◆ TASK DESCRIPTION
Each entry is to be retyped without alteration, and no picture is to be included.

◆ DATA TO EXAMINE
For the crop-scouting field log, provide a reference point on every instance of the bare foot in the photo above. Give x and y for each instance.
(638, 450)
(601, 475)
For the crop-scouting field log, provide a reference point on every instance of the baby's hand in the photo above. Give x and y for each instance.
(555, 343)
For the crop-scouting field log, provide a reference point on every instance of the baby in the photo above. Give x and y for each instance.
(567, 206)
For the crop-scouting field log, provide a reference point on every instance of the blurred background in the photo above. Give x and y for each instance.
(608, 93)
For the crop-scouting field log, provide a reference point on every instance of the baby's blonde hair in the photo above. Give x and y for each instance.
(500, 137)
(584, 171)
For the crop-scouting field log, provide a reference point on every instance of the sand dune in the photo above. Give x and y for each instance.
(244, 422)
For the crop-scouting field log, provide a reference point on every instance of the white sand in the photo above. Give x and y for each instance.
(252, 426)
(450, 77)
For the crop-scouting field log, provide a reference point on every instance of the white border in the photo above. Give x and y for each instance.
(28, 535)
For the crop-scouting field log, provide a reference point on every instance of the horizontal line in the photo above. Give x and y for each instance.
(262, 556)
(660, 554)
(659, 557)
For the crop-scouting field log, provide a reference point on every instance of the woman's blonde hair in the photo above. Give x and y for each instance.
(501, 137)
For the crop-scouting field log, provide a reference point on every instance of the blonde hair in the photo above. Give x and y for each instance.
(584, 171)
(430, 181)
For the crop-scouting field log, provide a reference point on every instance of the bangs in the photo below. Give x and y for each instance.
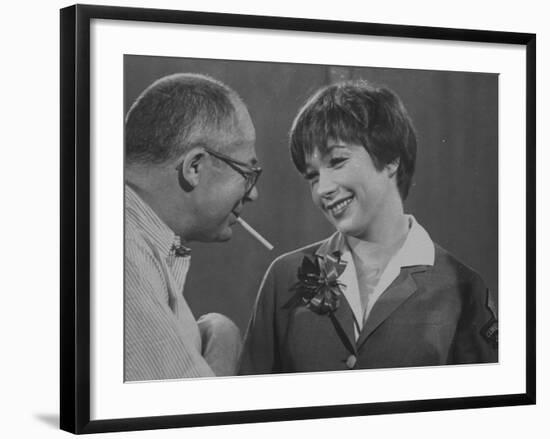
(322, 122)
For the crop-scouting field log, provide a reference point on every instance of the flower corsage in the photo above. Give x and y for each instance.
(318, 287)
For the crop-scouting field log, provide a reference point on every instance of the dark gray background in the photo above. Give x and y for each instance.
(455, 188)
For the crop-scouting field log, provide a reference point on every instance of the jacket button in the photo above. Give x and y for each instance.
(351, 361)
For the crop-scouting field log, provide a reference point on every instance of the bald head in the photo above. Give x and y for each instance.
(176, 113)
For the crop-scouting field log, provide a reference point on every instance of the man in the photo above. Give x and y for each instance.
(190, 168)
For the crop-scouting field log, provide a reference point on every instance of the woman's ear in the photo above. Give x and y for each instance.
(392, 167)
(191, 168)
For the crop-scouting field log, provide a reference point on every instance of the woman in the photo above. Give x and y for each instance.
(378, 293)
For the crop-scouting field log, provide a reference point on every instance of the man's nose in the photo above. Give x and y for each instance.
(253, 194)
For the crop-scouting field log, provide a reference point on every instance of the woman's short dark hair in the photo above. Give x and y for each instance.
(359, 113)
(173, 113)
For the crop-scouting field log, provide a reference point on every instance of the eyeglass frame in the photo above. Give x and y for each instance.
(251, 174)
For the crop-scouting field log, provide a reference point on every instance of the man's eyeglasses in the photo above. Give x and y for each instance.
(249, 173)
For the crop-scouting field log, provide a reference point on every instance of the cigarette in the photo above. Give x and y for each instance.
(253, 232)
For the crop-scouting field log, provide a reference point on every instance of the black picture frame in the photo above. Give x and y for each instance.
(76, 210)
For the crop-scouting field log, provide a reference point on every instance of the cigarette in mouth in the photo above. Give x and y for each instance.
(253, 232)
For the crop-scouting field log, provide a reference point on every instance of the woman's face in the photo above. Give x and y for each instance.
(355, 197)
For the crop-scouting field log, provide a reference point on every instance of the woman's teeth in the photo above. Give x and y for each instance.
(340, 206)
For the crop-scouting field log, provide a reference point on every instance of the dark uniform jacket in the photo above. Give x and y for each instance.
(429, 315)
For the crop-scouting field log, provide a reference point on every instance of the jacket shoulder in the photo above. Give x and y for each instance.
(449, 266)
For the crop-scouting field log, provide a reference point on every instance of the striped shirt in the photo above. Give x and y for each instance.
(161, 336)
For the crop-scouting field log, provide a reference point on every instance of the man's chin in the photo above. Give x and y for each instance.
(220, 236)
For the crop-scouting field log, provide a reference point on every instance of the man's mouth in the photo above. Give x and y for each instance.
(337, 207)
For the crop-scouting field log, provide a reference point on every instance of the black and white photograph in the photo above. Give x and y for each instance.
(278, 218)
(288, 218)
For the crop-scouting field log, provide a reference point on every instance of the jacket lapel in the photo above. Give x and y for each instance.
(344, 322)
(343, 318)
(397, 293)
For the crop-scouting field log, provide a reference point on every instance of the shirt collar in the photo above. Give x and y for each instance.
(139, 214)
(418, 248)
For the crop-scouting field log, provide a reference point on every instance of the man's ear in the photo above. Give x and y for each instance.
(191, 168)
(392, 167)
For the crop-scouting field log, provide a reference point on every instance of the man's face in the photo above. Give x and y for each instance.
(348, 188)
(221, 192)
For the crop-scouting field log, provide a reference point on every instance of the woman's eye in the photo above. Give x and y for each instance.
(337, 161)
(311, 177)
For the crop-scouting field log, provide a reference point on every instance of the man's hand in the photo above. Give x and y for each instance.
(221, 343)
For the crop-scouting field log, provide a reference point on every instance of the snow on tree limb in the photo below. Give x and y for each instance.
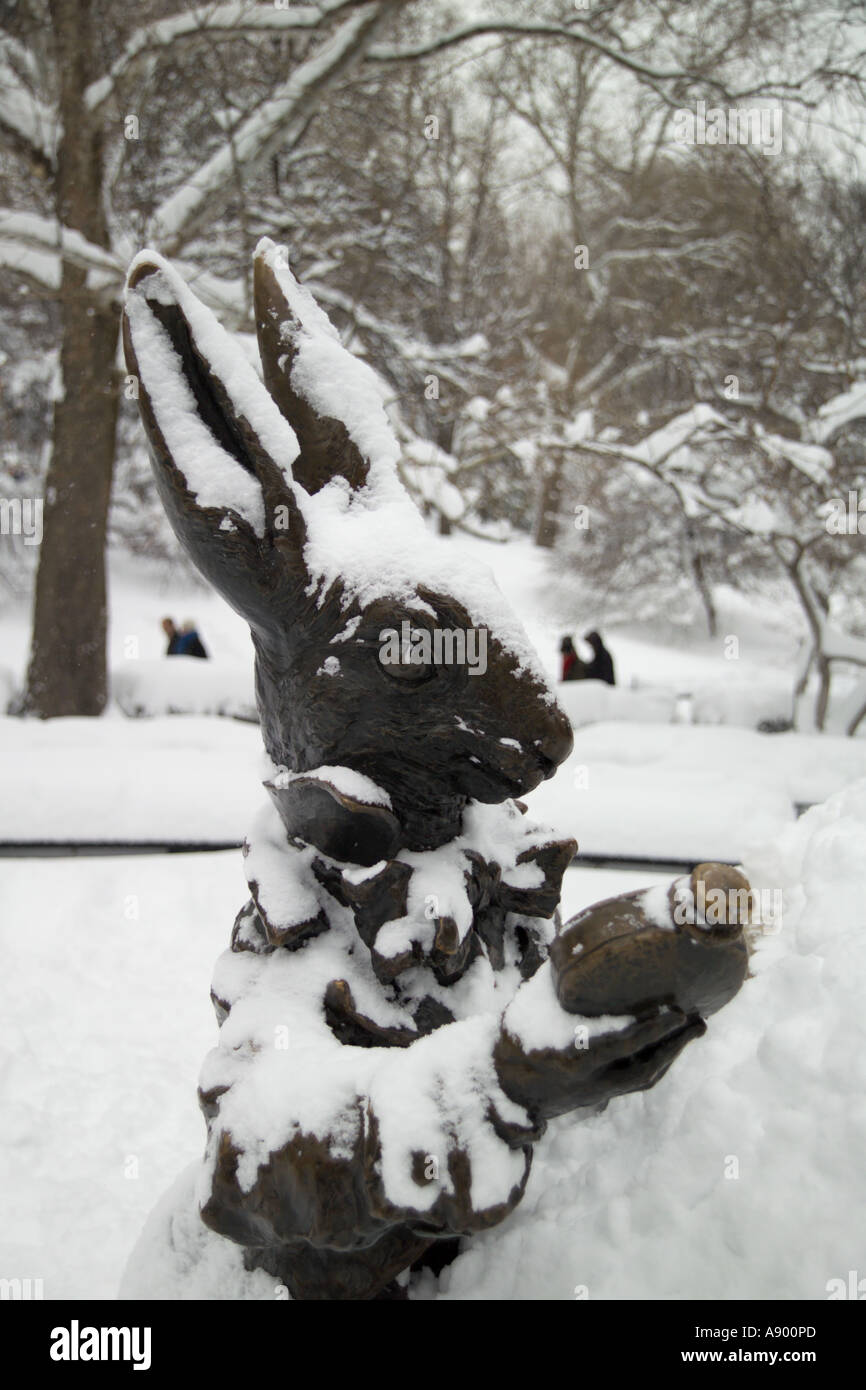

◆ RESPONSE BELOW
For the crop-scouting field log, provide a reference point on every instance of the bare foot in the photo above. Give x and y for each instance.
(638, 450)
(601, 475)
For the crop-scouting field log, provide a reference point on every instance of the baby's hand in the photo above. Give x and y for each instance.
(555, 343)
For the crop-scouting field log, provide a reference point on every instance of the baby in the photo above. Give x and y for each instance.
(567, 206)
For the crop-scouting field log, provide a reference point on every instance of the blurred background in the photo above. Give x and y for each instance.
(608, 93)
For the crop-scouting field log, provide a reference point on every instance of the baby's blonde hair in the photo above. Give x and y for each instance.
(500, 137)
(584, 171)
For the crop-scouting field log, provide a reference point on every instance of the sand dune in the photo above. Give x and y for each instance.
(244, 422)
For the crop-scouting field log, provide a reference point on every instance of the white sand in the photo above. Give x and y for each instance.
(252, 426)
(450, 77)
For the crop-scouting field log, provide a reference point on every instance of the white border in the photo above. Give x and y for each instance.
(28, 535)
For the crop-scouting field log, provide a reference point on every instance of the horizontal line in the photo above. Give x and y for each instance.
(262, 556)
(660, 554)
(659, 557)
For the crop-scouting field log, provide a reference point on every instance of the woman's blonde hair in the photo above. Give x and y for each instance.
(501, 137)
For the crop-scouting field log, provide a reference point on every instance of the blonde hair in the photo above. Give x and y for each instance.
(584, 171)
(430, 181)
For the crop-scouting field log, provide a reference point on every instance of the bangs in the photo below. Give x and y for each instance.
(322, 122)
For the crop-scouting field log, provide a reference point on every instance of the flower corsage in the photo above. Give x and y for each instance.
(318, 287)
For the crop-scouting field log, provide a reference point on every instance of the dark gray background in the photo above. Give x and y for each instance.
(455, 188)
For the crop-scouting field log, provide a reference point on every instance of the jacket button in the photo above. Give x and y for each instance.
(351, 361)
For the crop-scouting field log, provide a reference point on every instance of the bald head in the photo above. Give x and y for each instance.
(176, 113)
For the crop-scouting field log, provide a reference point on every instance of the man in the photo above. Give x and y for each instance.
(190, 168)
For the crop-scouting field log, provide a reference point on every instance of the woman's ear in the photo above. Give x and y for each instance.
(392, 167)
(191, 168)
For the crop-scouting field log, provide a reference point on every instance of the woman in the photo above. Give x and y for each instance.
(378, 293)
For the crop-scouting field log, provide a reference point on every instance of the man's nose in the photo above. Give x and y for each instance.
(253, 194)
For the crop-scouting field log, provide a reference point on every instance of the woman's short dark hair in the photo above. Give x and y for each instance.
(359, 113)
(173, 113)
For the crop-scouting field log, provide a reference point on every instance of the eyeglass frame in the photo above. Give x and y for each instance.
(251, 174)
For the crop-scouting field log, provide a reference point on every instance of the man's eyeglasses in the photo above. Give x and y for each instance.
(249, 173)
For the crop-scouting field log, provide a reference point on every instance of the cigarette in the photo above. Give x and y for each instance.
(253, 232)
For the crop-scouting field log, provide a reference point on every instance of the black picture frame in the photo above. Give x and y for each instance.
(76, 210)
For the crop-scouting field log, provide a reference point on every instance of the cigarette in mouth in the photo above. Give x and y for each instance.
(253, 232)
For the crop-scouting field log, provide a reference point on every instance of the woman's face in the photo above. Give x and y for each instance.
(355, 197)
For the crop-scouting field log, provide a reference point on every instance of the woman's teeth in the photo above. Give x and y for each instance.
(340, 206)
For the crop-scouting field log, provide a reference point on every instance of the dark uniform jacket in the photo above. Give x and y for each instance.
(429, 315)
For the crop-scouting field log, provide a reference point on every instance of the jacket shoulder in the photo above. Give x and y for each instance.
(449, 266)
For the crop-scouting field log, provide a reference point on every instance of the striped shirt in the photo above. Give x and y for each instance.
(161, 336)
For the crop-scouting field log, provide a reference point on every instance of the man's chin in the photo above. Give x and y for each instance.
(220, 236)
For the crop-scouting field log, provide a reference point on every instance of the man's mouth in the photo above. Give x and y for each instance.
(337, 207)
For the crop-scouting field log, provide a reference point on every instance of the black and white photograph in the photo above. Give x and y for each instance.
(278, 218)
(288, 218)
For the crop-scouting field log, provide a reference point on every instance of the jacket lapel in the photo above. Give x and y for each instance.
(344, 322)
(343, 318)
(397, 293)
For the crop-scouting field log, provide a reference point on every instance of the shirt collar in the photo above. Give x and y for each instance.
(139, 214)
(418, 248)
For the crop-scouting field log, provide a reference point on every instance of the man's ear in the photo above. Give x and y for each instance.
(191, 168)
(392, 167)
For the crop-scouting field log, provide a reference point on every instance of the man's face in the photo above. Give x and y for each instance.
(348, 188)
(221, 192)
For the crop-scouting field log, provide a reference point on every instance of the woman's eye in the photo above. Give x and y for each instance.
(337, 161)
(311, 177)
For the crop-scouting field log, provide a reference point on every instance of the man's hand in the photo above. Give x and y for each instance.
(221, 343)
For the crop-scouting field log, provide a reference point on every instance of the snow on tree limb in the photo below. Give x and y for each instance.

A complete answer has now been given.